ROWS:
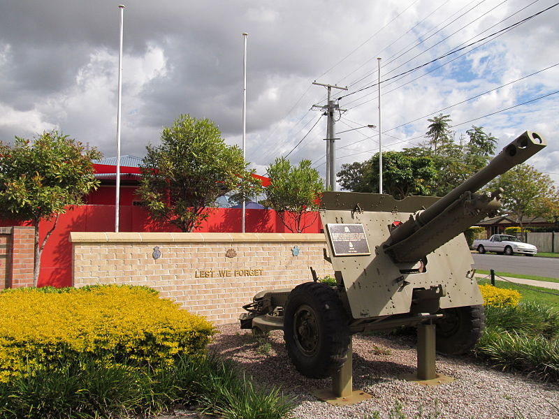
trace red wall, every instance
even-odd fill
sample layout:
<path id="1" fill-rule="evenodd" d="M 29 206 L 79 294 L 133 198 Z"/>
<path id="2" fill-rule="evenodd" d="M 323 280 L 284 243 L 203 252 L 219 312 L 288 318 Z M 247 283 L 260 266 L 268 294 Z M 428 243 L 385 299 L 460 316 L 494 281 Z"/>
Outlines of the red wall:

PROBLEM TO WORK ON: Repeat the material above word for word, leaving out the picture.

TASK ANSWER:
trace red wall, every instance
even-odd fill
sample layout:
<path id="1" fill-rule="evenodd" d="M 29 206 L 79 294 L 133 198 Z"/>
<path id="2" fill-rule="evenodd" d="M 323 280 L 284 243 L 203 252 L 219 312 L 288 318 Z M 247 283 L 260 266 L 268 294 Z M 428 243 L 385 299 L 460 316 L 494 281 Z"/>
Outlines of the red wall:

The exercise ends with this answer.